# What a planted tank really is.



## niko (Jan 28, 2004)

An Aquatic Plant Scrubber.

This is the first time that phrase has ever been used in this hobby. An Aquatic Plant Scrubber works based on the same principle of an Algae Scrubber. If you don't exactly know what and Algae Scrubber is look here:

http://algaescrubber.net/forums/showthread.php?1291-Algae-Scrubber-Basics-The-Summary

Basically no matter how amazing is your biofilter AND your mechanical filter your system will accumulate Nitrates and Phosphates. If you find a way to grow algae (or plants) at an astonishing rate they will consume the N and P. You can jack up the light or the micros, or the feeding and no other algae will grow. If it manages to show up you can easily kill it. Easily and very quickly - a single water change, a little less light, a few days without fish food. That sort of basic, lame stuff. No Excel, no blackouts, no home-chemist playing with ratios of fertilizers.

"Santa Monica" is a guy that posted on APC back in 2008 pushing his idea of an Algae Scrubber on the planted tank community. His posts were not even taken seriously because we know better. We have our fertilizers, and our 2 "methods" of running a planted tank, right? To grow algae that will eat our precious fertilizers was viewed as the dumbest idea ever. We can look at ADA's tanks with owe but we never grasp what is the super simple principle they are using to create ultra clean tanks. Well - the tank is an Aquatic Plant Scrubber.

So, if you balance your tank at a point where the aquatic plants become the "scrubber" you will have an exceptionally clean tank. Yes, we all knew that. But the prevalent practices are different. I write about that because the last few weeks I witnessed the amazing transformation of an Estimative Index tank to a completely clean system in which even glass stays completely clean. All it took was a severe reduction in N and P dosing. The plants LOVED IT! 2 days ago I trimmed 2 handfuls of leaves. Growth was astonishing despite the severely limited fertilization. And the discus pair in that tank laid eggs for the first time. Now they hang in the middle and front of the tank instead of hiding to the side.

So this is it: Nothing new really - clean water in which algae just can't make it. Looking at your plants is actually looking at your best filter. Feeding of the plants through the substrate COUPLED WITH minimal water fertilization. Your own Aquatic Plant Scrubber.


----------



## Yo-han (Oct 15, 2010)

When I read the title, my first thought was: a bucket of water where we put money in! I've never kept discus myself but I bred angelfish (F1 manacapuru), shrimp and otocinclus in a EI tank so I've became more and more sceptical. My Corydoras sterbai lay eggs every week although they get eaten before hatching and I had fry from my Nannacara anomala and Apistogramma nijsseni multiple times in the same tank. Mostly after big water changes (after which I added lots of NPK) so your water changes could be the trigger for spawning as well...

________________________

→ **Directive**
Extend the forum thread on planted tanks as aquatic plant scrubbers, starting after its last sentence. The records that follow come from a separate source and have no connection to the aquarium thread.

→ **Information supplied**
________________________

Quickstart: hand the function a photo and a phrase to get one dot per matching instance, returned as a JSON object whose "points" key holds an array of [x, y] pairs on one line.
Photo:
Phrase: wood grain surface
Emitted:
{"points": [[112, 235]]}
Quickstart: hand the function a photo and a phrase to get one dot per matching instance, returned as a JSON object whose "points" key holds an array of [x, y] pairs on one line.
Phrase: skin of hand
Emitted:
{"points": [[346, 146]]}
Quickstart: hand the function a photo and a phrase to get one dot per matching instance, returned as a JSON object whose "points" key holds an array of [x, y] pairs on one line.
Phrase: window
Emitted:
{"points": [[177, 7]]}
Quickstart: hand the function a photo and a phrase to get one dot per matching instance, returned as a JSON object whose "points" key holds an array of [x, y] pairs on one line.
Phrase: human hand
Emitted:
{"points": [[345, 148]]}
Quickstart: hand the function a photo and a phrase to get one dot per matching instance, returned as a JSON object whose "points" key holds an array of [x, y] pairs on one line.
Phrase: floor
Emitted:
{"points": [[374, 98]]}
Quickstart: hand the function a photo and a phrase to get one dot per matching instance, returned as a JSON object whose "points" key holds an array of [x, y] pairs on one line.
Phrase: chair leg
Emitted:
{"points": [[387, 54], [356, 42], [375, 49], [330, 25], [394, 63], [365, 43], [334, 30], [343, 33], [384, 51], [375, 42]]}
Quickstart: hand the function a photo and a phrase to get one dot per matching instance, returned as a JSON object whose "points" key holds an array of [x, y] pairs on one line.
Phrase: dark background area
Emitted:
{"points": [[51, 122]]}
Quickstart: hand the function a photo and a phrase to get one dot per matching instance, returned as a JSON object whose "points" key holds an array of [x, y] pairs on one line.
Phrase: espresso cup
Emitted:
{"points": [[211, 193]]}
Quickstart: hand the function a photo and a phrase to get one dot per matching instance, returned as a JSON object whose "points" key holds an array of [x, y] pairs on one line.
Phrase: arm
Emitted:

________________________

→ **Result below**
----------



## niko (Jan 28, 2004)

Ok, the water changes could make the discus spawn. But I always change the exact same amount of water and always on the same day. Been doing that for 7 years now, rarely missing a week. This is the first time these fish spawn.

The only thing that is different in this tank now is the severely reduced fertilzation. Why do the plants take over, the algae disappears, the discus lay eggs, the other fish are much more lively? 2 year old bulbs - yes, sir. It makes little sense as usual. The substrate of that tank is plain old Fluorite - think of the phrase "nothing useful" except the accumulated mulm. So this old mulm that failed to feed the plants when I was dosing good amounts of everything is now doing something new?

Bottom line is - *algae will have no chance if the plants suck up everything good from the water*. An "Aquatic Plant Scrubber" as I called it. But *algae will always have a chance if there is excess of food in the water, despite well growing plants* (can't manage to "scrub" the water). That's the common sense of it all. Let the plants run the show. Not you, not your LED lights, not your fertilizer calculator.

None of this is new or amazing.


----------



## flwrbed (Jul 3, 2009)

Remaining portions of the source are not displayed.